Retyping the data exactly is the task. Include every line.

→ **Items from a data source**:
►

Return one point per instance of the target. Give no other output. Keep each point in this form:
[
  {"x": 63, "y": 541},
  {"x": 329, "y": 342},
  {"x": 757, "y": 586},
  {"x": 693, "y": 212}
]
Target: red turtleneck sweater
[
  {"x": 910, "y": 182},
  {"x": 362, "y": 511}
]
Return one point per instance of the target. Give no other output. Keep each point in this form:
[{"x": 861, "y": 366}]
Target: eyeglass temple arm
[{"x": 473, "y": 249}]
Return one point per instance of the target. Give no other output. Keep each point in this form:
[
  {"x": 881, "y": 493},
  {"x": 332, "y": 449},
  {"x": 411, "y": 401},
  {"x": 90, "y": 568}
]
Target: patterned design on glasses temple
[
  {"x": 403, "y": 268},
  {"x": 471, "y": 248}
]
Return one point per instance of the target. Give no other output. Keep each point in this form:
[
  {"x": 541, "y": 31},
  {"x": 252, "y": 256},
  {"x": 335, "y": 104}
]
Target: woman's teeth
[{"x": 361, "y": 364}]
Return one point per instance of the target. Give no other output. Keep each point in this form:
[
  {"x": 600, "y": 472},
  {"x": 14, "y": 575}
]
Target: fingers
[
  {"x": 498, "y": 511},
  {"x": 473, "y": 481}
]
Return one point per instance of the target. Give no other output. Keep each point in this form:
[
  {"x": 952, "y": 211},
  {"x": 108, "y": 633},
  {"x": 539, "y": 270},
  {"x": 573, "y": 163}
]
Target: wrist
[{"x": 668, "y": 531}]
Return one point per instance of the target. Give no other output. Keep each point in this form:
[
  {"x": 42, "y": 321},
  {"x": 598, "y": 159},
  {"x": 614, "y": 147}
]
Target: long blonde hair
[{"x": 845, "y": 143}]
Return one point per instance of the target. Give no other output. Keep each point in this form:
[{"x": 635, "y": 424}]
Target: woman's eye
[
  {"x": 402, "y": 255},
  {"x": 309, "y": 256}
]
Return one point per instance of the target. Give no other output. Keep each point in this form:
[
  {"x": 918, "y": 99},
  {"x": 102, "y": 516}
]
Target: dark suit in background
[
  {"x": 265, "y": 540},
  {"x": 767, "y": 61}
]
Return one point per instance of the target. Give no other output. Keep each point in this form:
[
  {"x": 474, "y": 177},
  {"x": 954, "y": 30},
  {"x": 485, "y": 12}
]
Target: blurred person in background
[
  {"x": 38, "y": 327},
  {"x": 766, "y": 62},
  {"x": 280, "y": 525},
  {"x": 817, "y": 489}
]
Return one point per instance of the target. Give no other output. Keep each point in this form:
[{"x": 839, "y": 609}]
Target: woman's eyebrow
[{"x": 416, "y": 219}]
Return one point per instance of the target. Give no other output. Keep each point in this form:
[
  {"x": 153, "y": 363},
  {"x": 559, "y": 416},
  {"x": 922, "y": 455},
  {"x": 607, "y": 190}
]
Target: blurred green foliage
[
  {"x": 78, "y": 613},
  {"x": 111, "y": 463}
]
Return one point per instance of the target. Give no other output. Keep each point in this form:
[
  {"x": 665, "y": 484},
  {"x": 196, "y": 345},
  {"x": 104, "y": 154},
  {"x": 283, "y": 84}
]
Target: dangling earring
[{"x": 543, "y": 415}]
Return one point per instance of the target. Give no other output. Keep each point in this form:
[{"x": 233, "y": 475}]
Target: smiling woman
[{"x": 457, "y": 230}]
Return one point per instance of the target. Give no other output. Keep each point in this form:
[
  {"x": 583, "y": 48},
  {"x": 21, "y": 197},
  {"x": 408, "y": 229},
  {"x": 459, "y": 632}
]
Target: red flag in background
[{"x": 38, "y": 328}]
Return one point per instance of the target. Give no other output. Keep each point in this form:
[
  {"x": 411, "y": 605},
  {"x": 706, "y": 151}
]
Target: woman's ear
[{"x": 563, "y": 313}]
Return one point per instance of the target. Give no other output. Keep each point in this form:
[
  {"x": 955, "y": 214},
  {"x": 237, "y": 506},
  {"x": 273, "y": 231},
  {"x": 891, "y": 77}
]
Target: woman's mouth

◄

→ **EXERCISE ANSWER**:
Return one point per instance of the target. Give no other output. Keep each point in this form:
[
  {"x": 63, "y": 541},
  {"x": 329, "y": 342},
  {"x": 757, "y": 586},
  {"x": 693, "y": 212}
]
Target: red turtleneck sweater
[
  {"x": 910, "y": 182},
  {"x": 362, "y": 511}
]
Return one point per instance of the target. Give no other output. Keep each point in this form:
[{"x": 861, "y": 366}]
Target: eyeglass temple arm
[{"x": 473, "y": 249}]
Return one point per instance of the target. Give no other output. Keep each point in this form:
[
  {"x": 881, "y": 493},
  {"x": 332, "y": 449},
  {"x": 411, "y": 401},
  {"x": 90, "y": 568}
]
Target: patterned design on glasses temple
[
  {"x": 403, "y": 268},
  {"x": 471, "y": 248}
]
Return one point per instance of the target. Give no other output. Keep each point in this form:
[
  {"x": 541, "y": 31},
  {"x": 252, "y": 256},
  {"x": 335, "y": 104}
]
Target: woman's teeth
[{"x": 361, "y": 364}]
Return one point per instance of the target. Give no other output. Keep each point in this form:
[
  {"x": 600, "y": 472},
  {"x": 14, "y": 575}
]
Target: fingers
[
  {"x": 498, "y": 511},
  {"x": 473, "y": 481}
]
Return one point per instance of the target. Give no other output. Keep each point in this form:
[
  {"x": 952, "y": 211},
  {"x": 108, "y": 633},
  {"x": 539, "y": 270},
  {"x": 573, "y": 163}
]
Target: wrist
[{"x": 668, "y": 531}]
Return one point per instance of the target. Give no other output. Keep each point in this form:
[
  {"x": 42, "y": 321},
  {"x": 598, "y": 159},
  {"x": 614, "y": 147}
]
Target: long blonde hair
[{"x": 845, "y": 143}]
Return one point per instance of the target. Give no other output. Keep each point in this form:
[{"x": 635, "y": 424}]
Target: woman's eye
[
  {"x": 402, "y": 255},
  {"x": 309, "y": 256}
]
Return one point per instance of the target. Give no other output. Keep each point in this form:
[
  {"x": 918, "y": 99},
  {"x": 102, "y": 516}
]
Target: dark suit in background
[
  {"x": 265, "y": 540},
  {"x": 767, "y": 61}
]
Return one point per instance of the target. Give no other output. Keep each point in this form:
[
  {"x": 474, "y": 177},
  {"x": 954, "y": 30},
  {"x": 485, "y": 12}
]
Target: blurred person in background
[
  {"x": 38, "y": 327},
  {"x": 766, "y": 62},
  {"x": 280, "y": 525},
  {"x": 817, "y": 489}
]
Return one point per instance of the target. Give no other output. Keep each point in this form:
[{"x": 839, "y": 609}]
Target: woman's eyebrow
[{"x": 416, "y": 219}]
Return one point per instance of the target. Give no other output. Keep each point in this form:
[
  {"x": 153, "y": 363},
  {"x": 559, "y": 416},
  {"x": 922, "y": 455},
  {"x": 607, "y": 190}
]
Target: blurred green foliage
[
  {"x": 78, "y": 613},
  {"x": 111, "y": 463}
]
Return one point per instance of the target. Give no other output. Keep each point in this form:
[
  {"x": 665, "y": 484},
  {"x": 196, "y": 345},
  {"x": 104, "y": 154},
  {"x": 283, "y": 84}
]
Target: dangling earring
[{"x": 543, "y": 415}]
Return one point per instance of the target. Give no other output. Keep each point in this form:
[{"x": 233, "y": 475}]
Target: smiling woman
[{"x": 457, "y": 230}]
Return one point per instance of the target. Give no other output. Keep each point in this form:
[
  {"x": 583, "y": 48},
  {"x": 21, "y": 197},
  {"x": 408, "y": 229},
  {"x": 459, "y": 632}
]
Target: red flag in background
[{"x": 38, "y": 328}]
Return one point per instance of the target. Give no other output. Keep each point in this form:
[
  {"x": 411, "y": 605},
  {"x": 706, "y": 151}
]
Target: woman's ear
[{"x": 563, "y": 313}]
Return one point per instance of the target. Give no other output. Keep each point in this form:
[
  {"x": 955, "y": 214},
  {"x": 237, "y": 506},
  {"x": 273, "y": 231},
  {"x": 891, "y": 77}
]
Target: woman's mouth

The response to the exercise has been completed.